EXERCISES TO COMPLETE:
1/ Summarize the editorial in two sentences.
2/ According to the editorial, what contract did the club sign Willian to?
3/ Echo the editorial word for word between "golden arches of" and "crushed yet again.", inclusive.

TEXT PROVIDED:
--------------------

Editorial: The food at home

by Patrick Kidd


We all know the classic tale where you’re in the car with your mother and the towering,

golden arches of McDonald’s are drawing nearer. You think of doing what you always do.

But it never works. Maybe you shouldn’t. It’s not worth it. But what if this is the one time it

is?


You’ve chosen hope once again. “Mom, can we get McDonald’s for dinner?” you ask

politely. The restaurant is less than 100 metres away, so much rests on this small stretch of

road. The M of gluttony draws nearer and nearer until it slowly starts to drift away. Your

dreams crushed yet again.


“There’s food at home,” your mom remarks scornfully. Little does she know that she’s

slowly robbing you of your ability to feel joy and aspiration.


“Timmy’s mom always buys him McDonald’s,” you mumble bitterly to yourself.


[Image: Arsenal’s frugal owner Stan Kroenke has long been abhorred by fans of the club]

It’s extremely easy to relate this story to the tribulations of an Arsenal fan. Your mom is the

notoriously stingy Arsenal owner Stan Kroenke. The free-spending owners of Manchester

City, Manchester United, Liverpool and Chelsea can be likened to the beloved mother of

Timmy. The McDonald’s meal that you’ve been craving for months is the list of superstar

players for sale on the transfer market, players such as Kai Havertz, Jack Grealish, Kalidou

Koulibaly and Jadon Sancho. Finally, the musty, unpalatable leftover rice you’ve got waiting

for you at home is 32-year-old right-winger Willian who your club just signed on a three

year £100 000-per-week contract.

--------------------

DATA LISTING:
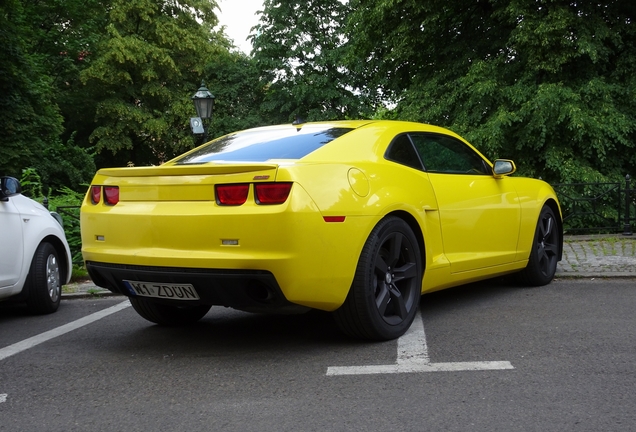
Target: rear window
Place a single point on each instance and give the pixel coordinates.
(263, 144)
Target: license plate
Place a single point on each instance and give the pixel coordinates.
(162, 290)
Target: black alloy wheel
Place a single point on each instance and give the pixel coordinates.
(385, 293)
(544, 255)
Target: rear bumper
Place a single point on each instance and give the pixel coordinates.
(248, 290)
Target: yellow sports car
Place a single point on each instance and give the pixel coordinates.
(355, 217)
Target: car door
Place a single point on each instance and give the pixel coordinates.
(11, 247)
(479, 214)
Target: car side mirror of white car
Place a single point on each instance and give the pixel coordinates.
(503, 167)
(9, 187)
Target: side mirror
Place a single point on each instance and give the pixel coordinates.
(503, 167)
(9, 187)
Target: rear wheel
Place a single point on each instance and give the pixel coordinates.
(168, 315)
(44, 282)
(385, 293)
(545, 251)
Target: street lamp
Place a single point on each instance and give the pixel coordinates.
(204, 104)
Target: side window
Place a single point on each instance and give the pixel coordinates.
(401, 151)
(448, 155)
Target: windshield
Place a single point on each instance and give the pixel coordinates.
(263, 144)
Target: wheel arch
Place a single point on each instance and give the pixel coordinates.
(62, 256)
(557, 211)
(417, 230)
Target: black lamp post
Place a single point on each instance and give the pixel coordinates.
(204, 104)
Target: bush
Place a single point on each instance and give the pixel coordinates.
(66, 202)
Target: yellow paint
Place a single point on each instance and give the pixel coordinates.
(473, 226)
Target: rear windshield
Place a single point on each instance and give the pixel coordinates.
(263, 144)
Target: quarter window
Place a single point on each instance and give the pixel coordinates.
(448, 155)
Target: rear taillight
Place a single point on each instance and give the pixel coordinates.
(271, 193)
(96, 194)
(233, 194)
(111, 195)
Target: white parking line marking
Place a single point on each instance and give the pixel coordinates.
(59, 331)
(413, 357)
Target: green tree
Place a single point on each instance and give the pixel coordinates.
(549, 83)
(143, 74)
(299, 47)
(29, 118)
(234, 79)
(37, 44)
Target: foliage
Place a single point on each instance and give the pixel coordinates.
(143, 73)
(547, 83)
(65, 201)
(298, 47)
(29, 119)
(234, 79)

--------------------

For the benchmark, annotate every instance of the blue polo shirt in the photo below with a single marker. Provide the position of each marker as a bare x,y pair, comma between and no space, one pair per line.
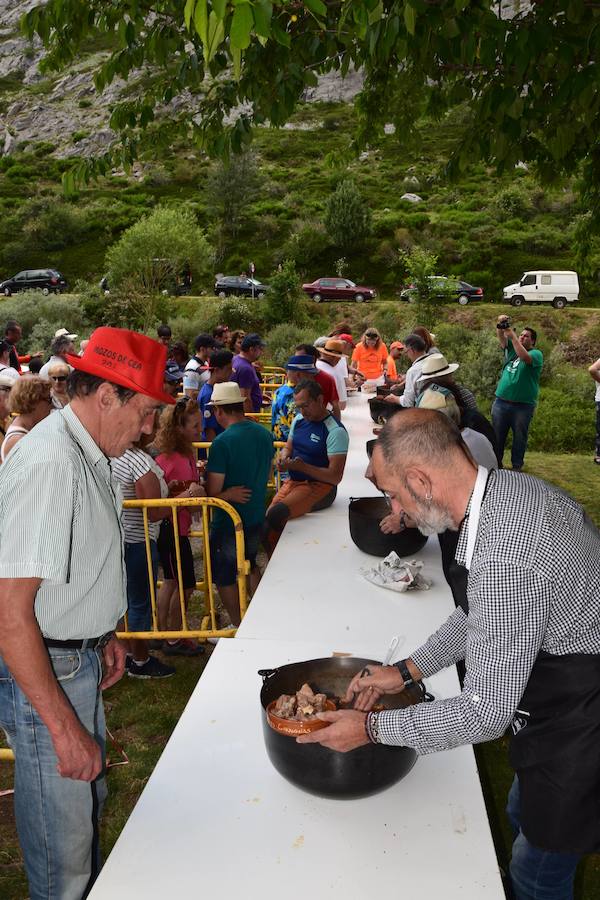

--------------------

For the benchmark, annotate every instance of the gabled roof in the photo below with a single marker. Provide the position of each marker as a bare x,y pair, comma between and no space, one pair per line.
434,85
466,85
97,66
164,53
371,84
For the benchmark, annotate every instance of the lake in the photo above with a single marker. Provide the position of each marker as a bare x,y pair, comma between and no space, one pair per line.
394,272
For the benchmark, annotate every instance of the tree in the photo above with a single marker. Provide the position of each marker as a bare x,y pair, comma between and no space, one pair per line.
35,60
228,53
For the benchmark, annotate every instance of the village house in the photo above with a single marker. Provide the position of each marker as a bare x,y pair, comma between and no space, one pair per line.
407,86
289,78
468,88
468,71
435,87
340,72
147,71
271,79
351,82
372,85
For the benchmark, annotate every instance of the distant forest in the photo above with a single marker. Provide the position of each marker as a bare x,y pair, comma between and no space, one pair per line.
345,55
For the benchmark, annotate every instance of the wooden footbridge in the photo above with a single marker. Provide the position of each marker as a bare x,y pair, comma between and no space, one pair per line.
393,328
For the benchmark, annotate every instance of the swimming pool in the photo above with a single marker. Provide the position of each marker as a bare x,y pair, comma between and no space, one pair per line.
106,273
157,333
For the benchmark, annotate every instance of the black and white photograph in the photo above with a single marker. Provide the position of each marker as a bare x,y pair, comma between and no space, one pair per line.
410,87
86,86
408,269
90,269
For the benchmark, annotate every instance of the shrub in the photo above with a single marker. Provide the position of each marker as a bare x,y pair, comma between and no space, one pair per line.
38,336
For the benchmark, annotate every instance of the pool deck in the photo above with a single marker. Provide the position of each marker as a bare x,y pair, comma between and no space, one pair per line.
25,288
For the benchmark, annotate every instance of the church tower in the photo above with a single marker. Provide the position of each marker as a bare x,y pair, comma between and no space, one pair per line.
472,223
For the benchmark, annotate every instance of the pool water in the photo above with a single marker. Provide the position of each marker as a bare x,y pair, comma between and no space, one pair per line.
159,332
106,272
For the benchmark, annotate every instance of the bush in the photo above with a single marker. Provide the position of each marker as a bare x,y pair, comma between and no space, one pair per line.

--------------------

EXERCISE ANSWERS:
1/ The editorial describes a child asking their mother for McDonald's as the car approaches the restaurant, only to be told scornfully that there is food at home. It relates this to the situation of an Arsenal fan: the stingy owner Stan Kroenke is the mother, the superstar players on the transfer market are the craved meal, and the club's signing of 32-year-old right-winger Willian is the unpalatable leftover rice waiting at home.

2/ A three-year contract worth £100 000 per week.

3/
golden arches of McDonald’s are drawing nearer. You think of doing what you always do.

But it never works. Maybe you shouldn’t. It’s not worth it. But what if this is the one time it

is?


You’ve chosen hope once again. “Mom, can we get McDonald’s for dinner?” you ask

politely. The restaurant is less than 100 metres away, so much rests on this small stretch of

road. The M of gluttony draws nearer and nearer until it slowly starts to drift away. Your

dreams crushed yet again.